Each line below with the string "electrical" should be copied.

■ EXERCISE DATA
***
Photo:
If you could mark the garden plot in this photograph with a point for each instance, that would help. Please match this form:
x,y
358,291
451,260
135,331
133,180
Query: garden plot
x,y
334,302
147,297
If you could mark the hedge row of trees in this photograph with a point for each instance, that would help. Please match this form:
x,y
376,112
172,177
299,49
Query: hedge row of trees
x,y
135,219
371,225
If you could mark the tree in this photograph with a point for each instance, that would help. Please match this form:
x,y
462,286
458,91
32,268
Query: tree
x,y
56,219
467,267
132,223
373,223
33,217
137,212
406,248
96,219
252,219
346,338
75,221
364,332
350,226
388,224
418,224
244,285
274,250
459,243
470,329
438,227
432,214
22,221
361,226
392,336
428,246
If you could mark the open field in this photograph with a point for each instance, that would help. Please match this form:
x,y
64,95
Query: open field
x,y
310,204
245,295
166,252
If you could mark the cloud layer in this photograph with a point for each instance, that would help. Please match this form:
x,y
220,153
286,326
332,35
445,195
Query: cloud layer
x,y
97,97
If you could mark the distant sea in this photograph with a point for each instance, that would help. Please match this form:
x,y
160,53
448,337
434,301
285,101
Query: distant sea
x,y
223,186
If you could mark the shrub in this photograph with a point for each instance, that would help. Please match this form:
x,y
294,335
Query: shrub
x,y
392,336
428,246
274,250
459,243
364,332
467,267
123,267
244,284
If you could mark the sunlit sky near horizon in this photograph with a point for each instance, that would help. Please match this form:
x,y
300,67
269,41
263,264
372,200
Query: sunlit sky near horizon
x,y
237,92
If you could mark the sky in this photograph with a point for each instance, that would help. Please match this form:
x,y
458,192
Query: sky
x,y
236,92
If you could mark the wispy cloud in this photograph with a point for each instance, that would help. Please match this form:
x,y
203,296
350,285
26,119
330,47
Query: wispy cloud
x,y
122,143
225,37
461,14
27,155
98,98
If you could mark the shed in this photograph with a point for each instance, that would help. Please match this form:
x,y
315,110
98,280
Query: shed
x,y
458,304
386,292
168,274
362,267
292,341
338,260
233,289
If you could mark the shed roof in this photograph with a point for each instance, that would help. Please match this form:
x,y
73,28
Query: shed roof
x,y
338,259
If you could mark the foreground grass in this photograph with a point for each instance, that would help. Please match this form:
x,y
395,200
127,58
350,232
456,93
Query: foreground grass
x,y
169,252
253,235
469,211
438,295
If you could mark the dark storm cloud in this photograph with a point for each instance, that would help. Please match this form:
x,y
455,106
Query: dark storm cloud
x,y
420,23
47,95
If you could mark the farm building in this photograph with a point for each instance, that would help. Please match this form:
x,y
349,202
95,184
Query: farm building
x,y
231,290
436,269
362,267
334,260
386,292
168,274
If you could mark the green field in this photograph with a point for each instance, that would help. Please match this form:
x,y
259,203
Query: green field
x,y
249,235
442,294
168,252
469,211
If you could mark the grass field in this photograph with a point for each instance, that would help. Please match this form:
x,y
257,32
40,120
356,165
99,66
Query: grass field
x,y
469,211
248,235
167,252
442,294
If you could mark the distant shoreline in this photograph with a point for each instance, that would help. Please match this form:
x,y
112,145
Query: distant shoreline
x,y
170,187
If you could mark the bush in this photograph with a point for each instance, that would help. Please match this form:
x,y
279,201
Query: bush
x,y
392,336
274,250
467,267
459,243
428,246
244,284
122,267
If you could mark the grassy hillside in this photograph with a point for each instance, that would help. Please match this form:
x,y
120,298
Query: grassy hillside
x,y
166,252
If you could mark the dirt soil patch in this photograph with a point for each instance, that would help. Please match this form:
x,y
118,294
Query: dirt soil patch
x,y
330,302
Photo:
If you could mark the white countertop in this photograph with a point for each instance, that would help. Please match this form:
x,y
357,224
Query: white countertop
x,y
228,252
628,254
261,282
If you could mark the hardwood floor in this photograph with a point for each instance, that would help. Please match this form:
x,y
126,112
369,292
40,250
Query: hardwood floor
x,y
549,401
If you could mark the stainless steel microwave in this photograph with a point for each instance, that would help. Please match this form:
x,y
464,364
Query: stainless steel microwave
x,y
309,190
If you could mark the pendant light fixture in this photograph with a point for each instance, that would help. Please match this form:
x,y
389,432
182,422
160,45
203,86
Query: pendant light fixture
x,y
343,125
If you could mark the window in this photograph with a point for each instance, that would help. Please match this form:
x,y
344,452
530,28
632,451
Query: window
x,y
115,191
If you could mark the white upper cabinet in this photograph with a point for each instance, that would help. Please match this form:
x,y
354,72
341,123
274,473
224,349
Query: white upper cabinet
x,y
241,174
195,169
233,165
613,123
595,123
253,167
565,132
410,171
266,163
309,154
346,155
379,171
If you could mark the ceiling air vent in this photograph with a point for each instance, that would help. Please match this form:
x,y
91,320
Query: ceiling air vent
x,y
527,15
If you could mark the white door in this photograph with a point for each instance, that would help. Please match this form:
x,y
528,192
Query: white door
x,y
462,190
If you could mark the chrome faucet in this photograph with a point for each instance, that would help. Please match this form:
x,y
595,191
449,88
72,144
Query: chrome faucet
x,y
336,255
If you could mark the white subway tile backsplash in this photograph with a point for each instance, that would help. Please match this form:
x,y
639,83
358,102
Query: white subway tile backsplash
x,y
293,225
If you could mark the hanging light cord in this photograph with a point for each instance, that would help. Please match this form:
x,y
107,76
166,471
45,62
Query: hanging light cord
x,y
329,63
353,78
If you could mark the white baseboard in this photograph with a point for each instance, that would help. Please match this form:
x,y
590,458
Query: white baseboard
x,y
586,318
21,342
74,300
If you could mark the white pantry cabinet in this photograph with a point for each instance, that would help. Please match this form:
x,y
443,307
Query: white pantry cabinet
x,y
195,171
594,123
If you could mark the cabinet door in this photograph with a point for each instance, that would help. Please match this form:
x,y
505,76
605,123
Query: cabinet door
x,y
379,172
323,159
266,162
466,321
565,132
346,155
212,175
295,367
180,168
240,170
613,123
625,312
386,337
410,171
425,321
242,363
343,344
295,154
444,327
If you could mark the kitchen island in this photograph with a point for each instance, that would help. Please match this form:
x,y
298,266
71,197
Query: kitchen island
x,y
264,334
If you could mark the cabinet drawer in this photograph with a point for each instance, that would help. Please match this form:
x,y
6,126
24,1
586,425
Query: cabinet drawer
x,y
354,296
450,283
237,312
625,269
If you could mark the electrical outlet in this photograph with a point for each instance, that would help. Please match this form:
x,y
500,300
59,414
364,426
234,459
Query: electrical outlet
***
■ RESULT FOR THIS EXERCISE
If you could mark the electrical outlet in this photograph with a point for each instance, that would help. Please match this form:
Query: electrical outlet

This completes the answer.